READING TEXT:
Weekly fan mail, a coaster bigger than the Mystery Van, and cheapo notebooks with me on the cover meant one thing – that I was famous, once. And, once upon a time, I was a celebrity.
Notebook version 1: me wearing polka dots and a printed chaleco, emerging from a giant toy box with a Mickey and Minnie puppet on both hands. I was Chris-in-the-box (I go by Toff these days and a lil’ more dignity). Notebook version 2: Me running away from a bunch of boulders and brachiosaurus. It was the Jurassic era yet I was wearing Garfield (a brand I was endorsing) and the latest Skechers. Anyareh!
There were t-shirts too – with my face on them – underscored with the words ‘Pretty Boy,’ a movie I once did (a ha!). There was a nightmare sequence where IC Mendoza and I were mounted on a harness and blown away by a kapre played by Andrew E. I also pummeled a dancing kalansay to the ground but that’s another story. My parents saw my budding celebrity as an opportunity to plaster my face on memorabilia and raise my self-esteem (I was a middle child, go figure). To them, it was pride. For me, it was shock therapy. Clocks. Calendars. T-shirts. Could you say that I was a screwball in the making?
As a child star, I came out in about five movies, three TV commercials, and three weekly sitcoms – from the ubiquitous Ober da Bakod as Dagul, the kid who sold anything and everything Janno Gibbs and company needed to solve whatever problem they faced for that episode (angel wings for when we were in heaven, a space ship for when we were stuck in space), to the short-lived Haybol Rambol with Nida Blanca. But none so much an impact (or tarnish my ego) as this one obscure Sunday 9pm – 10pm show I fronted, which lasted for about a year prior to its cancellation. I am talking about, Billy Bilyonaryo, GMA’s very own version of Richie Rich. I was Billy Fuentebella, a spoiled lil’ rich kid with a heart of gold.
The theme song went, “Ang gulong ng buhay ay iba’t iba. ‘Pag ‘di ka mayaman ay mahirap ka.” In English, the wheel of life is always different. And if you aren’t rich, you’re poor. Well, f*ck me. Badong Bernal once said that the poverty of the production does not connote the poverty of the mind. I’m not entirely sure if the production was strapped for network funding. It was, after all, shot in my lola’s house. But there’s something about being the local version of something that sets you up for failure or falling short of expectations in the long haul.
For starters, where was my privately owned McDonald’s or my very own rollercoaster in my backyard? Where were the faces of me and my parents on a mountain facade? I was Billy Bilyonaryo but I was nowhere near the cover of Forbes (well at least, Forbes – our village gazette).

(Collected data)
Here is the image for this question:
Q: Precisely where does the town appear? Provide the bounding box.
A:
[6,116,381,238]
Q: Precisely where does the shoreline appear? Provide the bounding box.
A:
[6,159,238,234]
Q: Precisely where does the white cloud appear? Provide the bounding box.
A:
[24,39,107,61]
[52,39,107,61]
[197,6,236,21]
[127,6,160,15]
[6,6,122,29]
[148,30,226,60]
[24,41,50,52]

DIRECTIONS FOR THIS TASK:
Continue the essay about life as a former child star, starting after its last sentence. The records are separate from the essay and stand on their own.

RESPONSE TO THE EXERCISE:
The novelty of being a fictional billionaire was lost on me. The glitz and grind gave rise to weekly hair polish at my barber’s for that silky, smooth coif, the most absurd coat and tie pairings that could give Mark Ronson’s uptown funk a run for his money, and a fantasy self that sucks you dry and leaves you hanging.
That’s the thing about fame. Easy come, easy go. One minute you’re getting stopped in the mall for an autograph, and the next, you’re answering the company phone, jotting down orders for a play you directed.
One minute, you have Benjie Paras as a butler, Sheryl Cruz as an assistant, and Kuya Germs as a departed grandfather who left video blogs addressing whatever problem it was you were facing for that episode. And the next, you have a yaya you can’t get along with, a lack of nurture to keep an assistant for more than three months, and no one to count on but yourself.
It’s no wonder child stars are likely to get f*cked up or fade into obscurity after they’ve lived out their prime. There is that element of having to live up to your parents’ expectations. And society’s expectations. And your own expectations. Then you have your younger self’s expectations? Where’s the McDonald’s? Where’s the fan mail? Where’s Donita Rose as your date to the prom? Never happened!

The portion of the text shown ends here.